**Task requirements:**
Leave out the pictures and retype all the entries below exactly.

**Data for this task:**
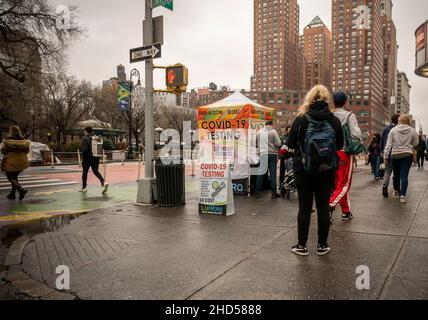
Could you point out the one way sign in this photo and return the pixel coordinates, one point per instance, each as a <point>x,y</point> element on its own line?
<point>146,53</point>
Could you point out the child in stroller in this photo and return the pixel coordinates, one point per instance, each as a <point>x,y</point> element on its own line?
<point>287,186</point>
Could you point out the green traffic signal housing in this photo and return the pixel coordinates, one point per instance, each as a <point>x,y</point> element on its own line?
<point>177,78</point>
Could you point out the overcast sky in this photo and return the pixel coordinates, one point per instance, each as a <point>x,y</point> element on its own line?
<point>214,38</point>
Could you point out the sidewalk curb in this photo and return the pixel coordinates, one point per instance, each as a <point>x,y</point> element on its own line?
<point>22,282</point>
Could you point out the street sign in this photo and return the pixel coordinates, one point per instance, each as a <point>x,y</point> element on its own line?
<point>146,53</point>
<point>169,4</point>
<point>157,30</point>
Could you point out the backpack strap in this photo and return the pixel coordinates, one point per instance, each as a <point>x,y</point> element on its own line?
<point>308,117</point>
<point>349,117</point>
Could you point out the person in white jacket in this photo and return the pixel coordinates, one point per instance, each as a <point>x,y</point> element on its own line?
<point>345,170</point>
<point>400,145</point>
<point>269,144</point>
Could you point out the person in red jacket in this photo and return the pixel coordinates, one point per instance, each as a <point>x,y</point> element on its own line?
<point>345,171</point>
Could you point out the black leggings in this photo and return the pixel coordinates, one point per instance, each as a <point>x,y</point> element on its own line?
<point>421,159</point>
<point>13,179</point>
<point>322,187</point>
<point>93,163</point>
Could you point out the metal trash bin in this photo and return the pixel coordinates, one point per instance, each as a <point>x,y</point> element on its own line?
<point>170,181</point>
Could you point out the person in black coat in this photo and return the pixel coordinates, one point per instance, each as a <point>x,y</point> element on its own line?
<point>316,105</point>
<point>89,161</point>
<point>420,149</point>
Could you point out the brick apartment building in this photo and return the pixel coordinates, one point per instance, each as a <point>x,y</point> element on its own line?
<point>276,46</point>
<point>358,63</point>
<point>317,54</point>
<point>389,35</point>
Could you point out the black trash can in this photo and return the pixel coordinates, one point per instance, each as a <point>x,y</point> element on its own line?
<point>170,180</point>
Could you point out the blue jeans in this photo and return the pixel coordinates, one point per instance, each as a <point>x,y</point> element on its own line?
<point>376,166</point>
<point>267,163</point>
<point>401,168</point>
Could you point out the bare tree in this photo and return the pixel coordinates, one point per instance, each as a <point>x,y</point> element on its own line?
<point>67,101</point>
<point>33,33</point>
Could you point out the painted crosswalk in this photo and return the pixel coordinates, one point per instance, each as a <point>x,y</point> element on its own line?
<point>34,182</point>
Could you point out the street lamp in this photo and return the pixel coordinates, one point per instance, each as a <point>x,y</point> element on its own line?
<point>159,130</point>
<point>192,133</point>
<point>134,73</point>
<point>33,116</point>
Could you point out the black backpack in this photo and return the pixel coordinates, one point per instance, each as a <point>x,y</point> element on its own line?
<point>319,152</point>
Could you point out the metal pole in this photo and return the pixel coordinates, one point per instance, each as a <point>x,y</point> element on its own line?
<point>52,159</point>
<point>149,94</point>
<point>191,154</point>
<point>145,187</point>
<point>78,158</point>
<point>105,164</point>
<point>130,150</point>
<point>139,167</point>
<point>33,129</point>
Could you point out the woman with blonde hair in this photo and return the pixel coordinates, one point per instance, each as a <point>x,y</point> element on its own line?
<point>401,142</point>
<point>15,150</point>
<point>316,135</point>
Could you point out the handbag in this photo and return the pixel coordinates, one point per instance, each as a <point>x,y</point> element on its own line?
<point>352,145</point>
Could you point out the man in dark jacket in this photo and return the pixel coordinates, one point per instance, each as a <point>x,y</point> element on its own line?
<point>284,154</point>
<point>388,166</point>
<point>420,149</point>
<point>89,161</point>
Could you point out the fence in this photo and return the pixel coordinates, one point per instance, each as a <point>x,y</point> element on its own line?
<point>109,157</point>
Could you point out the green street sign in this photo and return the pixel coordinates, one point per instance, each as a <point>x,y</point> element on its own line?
<point>169,4</point>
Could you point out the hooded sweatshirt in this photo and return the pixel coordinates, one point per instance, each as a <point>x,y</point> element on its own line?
<point>401,141</point>
<point>319,111</point>
<point>269,141</point>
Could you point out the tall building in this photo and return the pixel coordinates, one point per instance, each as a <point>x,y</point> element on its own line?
<point>403,94</point>
<point>389,35</point>
<point>317,53</point>
<point>121,74</point>
<point>358,60</point>
<point>276,46</point>
<point>386,7</point>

**Response box:**
Could you point out the one way sign in this photo and return the pixel coordinates, one point per instance, each as a <point>x,y</point> element on its own line?
<point>146,53</point>
Could you point out the child in stroller in this photo and return the pixel coordinates, one point per instance, each as a <point>x,y</point> element on its own line?
<point>287,186</point>
Could you point out the green traffic signal housing in this photo and return the pixel coordinates, one point per instance, each as a <point>x,y</point> element on its own line?
<point>177,78</point>
Could you point out the overcast sky in this photo and return the pixel coordinates, one point per instance, each as a <point>x,y</point> element on its own line?
<point>214,38</point>
Could you point out the sidewalk curb in this photo and return the pixel coordinates, one point per instance, each as a <point>x,y</point> element on its own line?
<point>22,282</point>
Could you point out the street sign in this photo and return the pixel coordinates, one point per instance, each as a <point>x,y</point> element on its own line?
<point>146,53</point>
<point>169,4</point>
<point>157,30</point>
Could you point out the backpack strap in this photo and return the pixel coordinates, one point per instance, each as a <point>x,y</point> element on its own line?
<point>308,117</point>
<point>349,117</point>
Could you point out the person in white jacket in this photo and return the pixel coordinates, one point per instance, each as a <point>x,y</point> element on its own line?
<point>345,170</point>
<point>400,145</point>
<point>269,144</point>
Could you point out the person in red jacket in this photo and return the pixel coordinates, one point per instance, each as a <point>x,y</point> element on its own line?
<point>345,171</point>
Could you point out the black leggings in this photo and return the pixel coordinates, one point per instance, each as a <point>x,y</point> element on its own line?
<point>421,159</point>
<point>13,179</point>
<point>322,187</point>
<point>93,163</point>
Could you point out the metal trash bin in this photo and return the pixel coordinates, one point per instance, each as a <point>x,y</point> element on its own line?
<point>170,181</point>
Could you point out the person in black coat in this photo and return the pixel coordinates, one point per instance, each as a <point>x,y</point> element on its own line?
<point>316,105</point>
<point>89,161</point>
<point>420,149</point>
Could you point out the brick apartment building in this photo and return the pixel coordinates, one point per instance, each as a <point>x,y</point> element on its own line?
<point>276,46</point>
<point>358,63</point>
<point>317,54</point>
<point>389,35</point>
Could you point out the black trash can in this photo and return the pixel coordinates, one point per instance, each as a <point>x,y</point> element on its own line?
<point>170,180</point>
Could you point out the blue jeans in this photo and return the pixel coordinates, one point per instance, each as a <point>x,y</point> element on its own line?
<point>376,166</point>
<point>267,163</point>
<point>401,168</point>
Could you point out the bare tree in this photo and return the pixel coordinates, one point per instance, each as a <point>x,y</point> element on its own line?
<point>67,101</point>
<point>33,33</point>
Could you point out the painted crosswalk in this photo and return the pixel coordinates, one point per instance, each as a <point>x,y</point> element on its own line?
<point>34,182</point>
Could you point out the street lamp in this photo and return the pixel coordinates, one point per instance, each as a <point>x,y</point> element on its own line?
<point>159,130</point>
<point>192,133</point>
<point>134,73</point>
<point>33,116</point>
Could you point out the black backpack in this photo and return the pixel coordinates, one point per instance, each as a <point>x,y</point> element on its own line?
<point>319,152</point>
Could you point out the metal pole in this photo and return the pixel coordinates, one point per instance, each as a <point>x,y</point> element on its own line?
<point>52,159</point>
<point>149,94</point>
<point>191,154</point>
<point>145,187</point>
<point>78,158</point>
<point>105,164</point>
<point>130,150</point>
<point>139,167</point>
<point>33,129</point>
Could you point out the woman with blonde hair in this photo and return the pixel coordinates, one point per instance, each as a <point>x,y</point> element on its own line?
<point>401,142</point>
<point>15,150</point>
<point>316,135</point>
Could you point out the handbag in this photo and return the pixel coordinates, one point per instance, each as a <point>x,y</point> element on its own line?
<point>352,145</point>
Could you point out the man in dark jacket in this photo and return the pixel coordinates, one point per instance, each as a <point>x,y</point> element on its own line?
<point>284,154</point>
<point>388,166</point>
<point>420,149</point>
<point>89,161</point>
Could you point out the fence in this photo and return the pixel coordinates, one point per instance, each as a <point>x,y</point> element on its own line?
<point>109,157</point>
Could you point out the green street sign in this photo and return the pixel coordinates, one point per instance, each as a <point>x,y</point> element on its own line?
<point>169,4</point>
Could you point out the hooded sweatshirt in this photo and return the pixel coordinates, one point per instance, each as a <point>x,y</point> element on its own line?
<point>401,141</point>
<point>319,111</point>
<point>269,141</point>
Could you point out the tall building in this photo and return the pixel coordinates, one point per instance, each as a <point>x,y</point> element on its own line?
<point>403,94</point>
<point>389,35</point>
<point>317,53</point>
<point>121,74</point>
<point>358,60</point>
<point>276,46</point>
<point>386,7</point>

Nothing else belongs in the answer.